# Your assignment:
Could you write out each of the records below exactly?

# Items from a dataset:
—————
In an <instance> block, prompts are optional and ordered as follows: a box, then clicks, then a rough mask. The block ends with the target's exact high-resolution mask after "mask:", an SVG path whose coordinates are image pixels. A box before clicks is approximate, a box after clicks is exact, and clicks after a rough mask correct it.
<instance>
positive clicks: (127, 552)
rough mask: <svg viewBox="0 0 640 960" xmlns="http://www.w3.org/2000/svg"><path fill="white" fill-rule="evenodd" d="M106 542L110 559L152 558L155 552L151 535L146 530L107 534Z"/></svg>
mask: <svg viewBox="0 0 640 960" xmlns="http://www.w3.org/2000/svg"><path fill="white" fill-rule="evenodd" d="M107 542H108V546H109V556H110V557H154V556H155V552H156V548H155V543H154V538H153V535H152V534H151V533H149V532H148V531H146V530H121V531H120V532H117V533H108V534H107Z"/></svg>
—————
# Expected answer:
In an <instance> block, prompts are optional and ordered as follows: a box, then clicks, then a rough mask. The block ends with the target's exact high-resolution mask after "mask:", an SVG path whose coordinates are image pixels. A box before clicks is approximate, a box after clicks is exact, and clicks after a rough mask correct it.
<instance>
positive clicks: (127, 552)
rough mask: <svg viewBox="0 0 640 960" xmlns="http://www.w3.org/2000/svg"><path fill="white" fill-rule="evenodd" d="M106 542L110 559L152 558L155 552L151 535L146 530L107 534Z"/></svg>
mask: <svg viewBox="0 0 640 960" xmlns="http://www.w3.org/2000/svg"><path fill="white" fill-rule="evenodd" d="M107 542H108V546H109V556H110V557H154V556H155V552H156V548H155V543H154V538H153V535H152V534H151V533H149V532H148V531H146V530H121V531H120V532H117V533H108V534H107Z"/></svg>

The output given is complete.